### YOUR GOAL
Recast the records starting with the line that contains "Can you find the henna-tipped" and going on through the line that contains "pixel 297 1018" as a two-column CSV with the columns request and points, one row per request. Put the request text in request and its answer in points, each in one quoted field with line breaks replaced by spaces.

....................

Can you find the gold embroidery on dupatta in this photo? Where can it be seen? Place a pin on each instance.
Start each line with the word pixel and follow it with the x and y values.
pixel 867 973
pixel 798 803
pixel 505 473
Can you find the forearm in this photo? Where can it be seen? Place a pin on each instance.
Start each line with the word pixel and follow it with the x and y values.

....................

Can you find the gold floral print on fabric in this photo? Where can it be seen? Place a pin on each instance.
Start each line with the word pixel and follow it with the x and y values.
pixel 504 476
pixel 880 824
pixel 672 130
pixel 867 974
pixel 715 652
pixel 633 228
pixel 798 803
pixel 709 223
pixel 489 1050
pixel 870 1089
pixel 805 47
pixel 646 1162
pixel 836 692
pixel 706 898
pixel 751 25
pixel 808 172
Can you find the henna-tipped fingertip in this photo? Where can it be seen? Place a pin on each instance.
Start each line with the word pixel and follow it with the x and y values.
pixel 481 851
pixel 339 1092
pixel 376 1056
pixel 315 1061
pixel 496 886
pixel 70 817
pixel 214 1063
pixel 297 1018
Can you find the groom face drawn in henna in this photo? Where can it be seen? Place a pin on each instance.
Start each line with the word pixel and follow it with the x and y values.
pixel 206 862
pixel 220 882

....................

### OUTPUT OF THE EXERCISE
request,points
"Can you find the henna-tipped fingertip in this photo? Where can it be seen? Place a pin on each instance. Start each line with the word pixel and follow it with the x and y values.","pixel 481 851 pixel 339 1092 pixel 376 1056 pixel 315 1061 pixel 496 886 pixel 70 817 pixel 214 1063 pixel 297 1018"